(Passage provided begins)

The plot centers on a universe of people beginning with Elizabeth (Nina Dobrev), the host of a popular daytime TV show. Elizabeth is so close to her dog that she leaves her TV on while she’s not home so her pup can laze around and watch mom on TV. Sadly, the dog is there when Elizabeth catches her boyfriend cheating on her and is apparently so broken up about the break up that he has to go to doggy therapy.

Elizabeth would like to be alone but that’s not going to happen as she is then given a new co-host for her talk show, Jimmy played by Tone Bell. Jimmy is a former football player and fellow dog lover who credits his pooch with saving his life after his football career ended abruptly. His style of winging it on the job flies in the face of Elizabeth’s buttoned up, very prepared style. Naturally, this means they are meant to be together.

There are four parallel plots in all in Dog Days. The next biggest involves Vanessa Hudgens as a coffee shop worker who begins volunteering at a dog shelter. Initially, she’s trying to impress a handsome but vacuous veterinarian but soon she begins to find purpose in working with the animals. This leads to a friendship and budding flirtation with the shelter owner, Garrett, played by the always awkward John Bass, last seen embarrassing himself deeply in Baywatch the movie.

Next up are Rob Corddry and Eva Longoria as a married couple who have adopted a young girl named Amelia. The child is sullen and distant despite the attempts of the couple to soften her up but things change when they find a lost pug. The pug becomes Amelia’s best friend and she begins to warm up to the new parents who’ve given her the dog. Unfortunately, we know where the dog came from, plot strand number 4.

(Passage provided ends)

* Your assignment
Answer these questions from the film summary above:
(a) What is Elizabeth's job?
(b) What did Jimmy do before he became Elizabeth's co-host?
(c) What is the name of the girl adopted by the couple played by Rob Corddry and Eva Longoria?

(Extracted records begins)

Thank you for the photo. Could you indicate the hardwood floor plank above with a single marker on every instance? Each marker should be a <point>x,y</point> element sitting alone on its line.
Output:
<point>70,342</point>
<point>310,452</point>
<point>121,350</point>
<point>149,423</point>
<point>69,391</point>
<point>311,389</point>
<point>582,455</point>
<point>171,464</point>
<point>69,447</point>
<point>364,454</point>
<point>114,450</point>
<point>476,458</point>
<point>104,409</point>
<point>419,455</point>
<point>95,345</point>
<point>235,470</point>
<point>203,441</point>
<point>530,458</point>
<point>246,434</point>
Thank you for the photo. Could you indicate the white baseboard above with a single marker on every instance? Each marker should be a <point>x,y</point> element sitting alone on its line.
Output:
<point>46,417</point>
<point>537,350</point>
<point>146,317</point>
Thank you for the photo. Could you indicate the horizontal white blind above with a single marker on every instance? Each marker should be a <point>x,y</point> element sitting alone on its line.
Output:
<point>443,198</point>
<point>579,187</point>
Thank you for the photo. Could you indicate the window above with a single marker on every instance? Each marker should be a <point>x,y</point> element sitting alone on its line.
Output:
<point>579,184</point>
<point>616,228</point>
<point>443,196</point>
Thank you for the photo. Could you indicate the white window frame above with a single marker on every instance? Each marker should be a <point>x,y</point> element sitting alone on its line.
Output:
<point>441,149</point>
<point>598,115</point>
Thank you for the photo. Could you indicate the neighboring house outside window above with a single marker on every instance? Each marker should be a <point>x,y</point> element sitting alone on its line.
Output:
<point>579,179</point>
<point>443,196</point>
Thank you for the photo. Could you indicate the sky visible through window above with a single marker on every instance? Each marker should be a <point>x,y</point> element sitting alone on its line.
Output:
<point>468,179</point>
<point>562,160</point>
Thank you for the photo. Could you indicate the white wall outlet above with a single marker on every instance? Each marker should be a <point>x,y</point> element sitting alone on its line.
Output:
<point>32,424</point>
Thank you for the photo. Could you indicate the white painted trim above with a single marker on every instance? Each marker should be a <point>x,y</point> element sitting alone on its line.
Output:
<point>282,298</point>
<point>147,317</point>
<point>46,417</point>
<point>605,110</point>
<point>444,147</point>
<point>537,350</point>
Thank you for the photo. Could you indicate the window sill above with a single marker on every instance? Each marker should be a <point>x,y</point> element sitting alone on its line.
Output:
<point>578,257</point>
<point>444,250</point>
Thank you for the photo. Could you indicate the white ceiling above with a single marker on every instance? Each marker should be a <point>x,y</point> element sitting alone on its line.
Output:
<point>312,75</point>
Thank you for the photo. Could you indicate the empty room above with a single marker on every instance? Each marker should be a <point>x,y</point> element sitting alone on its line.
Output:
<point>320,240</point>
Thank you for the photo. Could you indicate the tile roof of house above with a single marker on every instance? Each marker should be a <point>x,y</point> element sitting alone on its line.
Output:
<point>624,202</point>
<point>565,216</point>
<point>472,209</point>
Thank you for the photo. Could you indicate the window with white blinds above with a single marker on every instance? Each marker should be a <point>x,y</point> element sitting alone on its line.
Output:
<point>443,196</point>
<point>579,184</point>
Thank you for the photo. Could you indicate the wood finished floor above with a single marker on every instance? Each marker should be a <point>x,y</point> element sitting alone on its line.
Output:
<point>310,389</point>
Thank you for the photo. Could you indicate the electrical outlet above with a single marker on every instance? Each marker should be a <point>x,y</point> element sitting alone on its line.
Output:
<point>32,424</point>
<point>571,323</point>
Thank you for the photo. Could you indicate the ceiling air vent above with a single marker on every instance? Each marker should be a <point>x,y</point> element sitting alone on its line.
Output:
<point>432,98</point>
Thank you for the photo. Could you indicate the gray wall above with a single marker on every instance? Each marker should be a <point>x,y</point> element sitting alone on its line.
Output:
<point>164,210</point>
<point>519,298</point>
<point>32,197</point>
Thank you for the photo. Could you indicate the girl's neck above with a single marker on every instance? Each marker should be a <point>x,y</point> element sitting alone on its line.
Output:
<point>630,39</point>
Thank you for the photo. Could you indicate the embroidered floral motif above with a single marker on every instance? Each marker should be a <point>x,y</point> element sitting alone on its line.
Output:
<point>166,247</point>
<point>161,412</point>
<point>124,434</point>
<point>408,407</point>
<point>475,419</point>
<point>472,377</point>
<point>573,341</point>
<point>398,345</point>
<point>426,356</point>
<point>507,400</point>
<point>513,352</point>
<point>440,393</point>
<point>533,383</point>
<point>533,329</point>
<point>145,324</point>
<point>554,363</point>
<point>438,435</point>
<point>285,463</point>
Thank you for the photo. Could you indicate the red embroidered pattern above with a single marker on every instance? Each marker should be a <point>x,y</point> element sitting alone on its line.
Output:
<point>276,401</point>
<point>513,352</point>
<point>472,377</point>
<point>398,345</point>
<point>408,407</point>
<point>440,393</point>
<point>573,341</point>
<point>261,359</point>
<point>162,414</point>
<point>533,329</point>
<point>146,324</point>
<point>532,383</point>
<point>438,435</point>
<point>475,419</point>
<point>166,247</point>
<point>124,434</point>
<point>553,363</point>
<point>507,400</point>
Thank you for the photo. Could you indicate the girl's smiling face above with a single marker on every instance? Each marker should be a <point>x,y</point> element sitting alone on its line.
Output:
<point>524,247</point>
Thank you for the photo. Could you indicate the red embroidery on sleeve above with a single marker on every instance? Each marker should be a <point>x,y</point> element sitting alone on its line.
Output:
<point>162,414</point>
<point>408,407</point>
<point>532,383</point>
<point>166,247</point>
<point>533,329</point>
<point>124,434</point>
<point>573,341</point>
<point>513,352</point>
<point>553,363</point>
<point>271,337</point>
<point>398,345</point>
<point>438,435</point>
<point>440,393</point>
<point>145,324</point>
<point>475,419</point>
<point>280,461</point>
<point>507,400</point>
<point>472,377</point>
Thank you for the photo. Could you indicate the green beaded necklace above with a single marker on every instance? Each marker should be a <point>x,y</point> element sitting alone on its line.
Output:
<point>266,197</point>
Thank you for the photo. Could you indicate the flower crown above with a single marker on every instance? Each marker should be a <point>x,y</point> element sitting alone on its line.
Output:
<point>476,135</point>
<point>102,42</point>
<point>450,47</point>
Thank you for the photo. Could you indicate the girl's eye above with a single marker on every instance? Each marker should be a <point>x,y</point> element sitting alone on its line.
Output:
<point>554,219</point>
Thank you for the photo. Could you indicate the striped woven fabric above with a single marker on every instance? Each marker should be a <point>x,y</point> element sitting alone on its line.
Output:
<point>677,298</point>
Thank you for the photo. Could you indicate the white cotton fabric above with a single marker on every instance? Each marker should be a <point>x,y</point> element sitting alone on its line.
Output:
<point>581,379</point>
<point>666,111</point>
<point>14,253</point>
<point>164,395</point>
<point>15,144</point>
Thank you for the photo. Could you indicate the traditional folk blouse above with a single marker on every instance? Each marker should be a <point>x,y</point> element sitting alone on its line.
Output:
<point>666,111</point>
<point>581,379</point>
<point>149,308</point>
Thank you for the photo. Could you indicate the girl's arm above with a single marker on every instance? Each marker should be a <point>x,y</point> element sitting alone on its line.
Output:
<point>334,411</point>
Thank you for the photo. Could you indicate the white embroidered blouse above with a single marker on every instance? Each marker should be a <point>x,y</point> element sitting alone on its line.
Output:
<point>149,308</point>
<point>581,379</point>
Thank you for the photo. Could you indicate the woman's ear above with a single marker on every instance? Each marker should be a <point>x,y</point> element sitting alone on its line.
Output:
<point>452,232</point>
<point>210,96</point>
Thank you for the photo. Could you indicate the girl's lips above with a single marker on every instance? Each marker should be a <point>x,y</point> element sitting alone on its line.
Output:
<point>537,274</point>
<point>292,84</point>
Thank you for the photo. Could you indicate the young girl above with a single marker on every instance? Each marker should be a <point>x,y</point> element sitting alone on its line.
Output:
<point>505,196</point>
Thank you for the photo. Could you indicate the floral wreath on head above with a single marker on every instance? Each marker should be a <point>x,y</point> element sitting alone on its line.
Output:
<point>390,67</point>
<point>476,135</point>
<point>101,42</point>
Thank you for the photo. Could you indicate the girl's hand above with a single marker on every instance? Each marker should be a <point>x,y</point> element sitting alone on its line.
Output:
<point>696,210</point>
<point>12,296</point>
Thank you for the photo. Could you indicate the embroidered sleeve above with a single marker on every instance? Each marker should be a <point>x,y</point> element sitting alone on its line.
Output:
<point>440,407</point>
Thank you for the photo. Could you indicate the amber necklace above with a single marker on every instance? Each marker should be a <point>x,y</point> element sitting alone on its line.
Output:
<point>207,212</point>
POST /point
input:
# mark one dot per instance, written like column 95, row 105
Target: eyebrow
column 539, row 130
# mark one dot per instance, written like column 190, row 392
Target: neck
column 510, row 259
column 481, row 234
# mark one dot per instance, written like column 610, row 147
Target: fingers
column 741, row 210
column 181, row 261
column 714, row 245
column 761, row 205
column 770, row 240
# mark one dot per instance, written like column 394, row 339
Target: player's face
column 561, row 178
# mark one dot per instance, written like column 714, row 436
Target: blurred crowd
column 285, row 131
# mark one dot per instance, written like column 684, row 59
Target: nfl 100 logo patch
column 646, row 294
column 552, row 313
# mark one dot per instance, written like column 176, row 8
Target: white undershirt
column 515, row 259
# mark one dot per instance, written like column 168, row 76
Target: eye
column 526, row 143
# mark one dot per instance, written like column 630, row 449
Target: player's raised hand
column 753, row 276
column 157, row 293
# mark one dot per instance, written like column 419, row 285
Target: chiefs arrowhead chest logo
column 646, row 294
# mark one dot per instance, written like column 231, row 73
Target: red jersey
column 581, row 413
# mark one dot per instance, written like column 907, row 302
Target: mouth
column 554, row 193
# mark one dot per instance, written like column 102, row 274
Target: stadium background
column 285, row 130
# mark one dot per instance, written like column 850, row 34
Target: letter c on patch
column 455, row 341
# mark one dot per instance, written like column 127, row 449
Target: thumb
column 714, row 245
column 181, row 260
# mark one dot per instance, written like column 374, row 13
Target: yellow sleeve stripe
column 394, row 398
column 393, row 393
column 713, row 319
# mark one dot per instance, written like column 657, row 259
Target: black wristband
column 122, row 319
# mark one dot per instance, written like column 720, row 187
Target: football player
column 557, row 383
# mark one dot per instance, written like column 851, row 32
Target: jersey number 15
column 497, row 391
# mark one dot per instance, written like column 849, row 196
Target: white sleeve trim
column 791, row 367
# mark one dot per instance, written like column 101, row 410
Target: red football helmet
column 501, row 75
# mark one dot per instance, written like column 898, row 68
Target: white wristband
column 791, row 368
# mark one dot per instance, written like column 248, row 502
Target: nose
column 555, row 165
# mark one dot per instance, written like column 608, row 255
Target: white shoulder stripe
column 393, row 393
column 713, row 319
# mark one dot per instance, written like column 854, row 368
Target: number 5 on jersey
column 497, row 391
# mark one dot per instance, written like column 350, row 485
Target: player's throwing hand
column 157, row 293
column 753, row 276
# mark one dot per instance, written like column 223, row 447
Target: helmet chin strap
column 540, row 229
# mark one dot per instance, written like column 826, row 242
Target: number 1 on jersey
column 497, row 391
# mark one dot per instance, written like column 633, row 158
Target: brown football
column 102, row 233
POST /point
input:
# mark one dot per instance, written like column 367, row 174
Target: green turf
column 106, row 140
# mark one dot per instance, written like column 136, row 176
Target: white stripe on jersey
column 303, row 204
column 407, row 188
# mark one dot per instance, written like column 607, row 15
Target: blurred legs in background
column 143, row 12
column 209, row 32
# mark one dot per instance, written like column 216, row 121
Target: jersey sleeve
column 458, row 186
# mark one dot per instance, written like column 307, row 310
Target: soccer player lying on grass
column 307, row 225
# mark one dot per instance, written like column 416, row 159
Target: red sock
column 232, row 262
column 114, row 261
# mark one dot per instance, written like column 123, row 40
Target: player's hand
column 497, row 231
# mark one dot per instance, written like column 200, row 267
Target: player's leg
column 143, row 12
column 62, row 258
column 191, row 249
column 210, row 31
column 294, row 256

(Extracted records ends)

* Reply
(a) She hosts a popular daytime TV show.
(b) He was a football player.
(c) Amelia.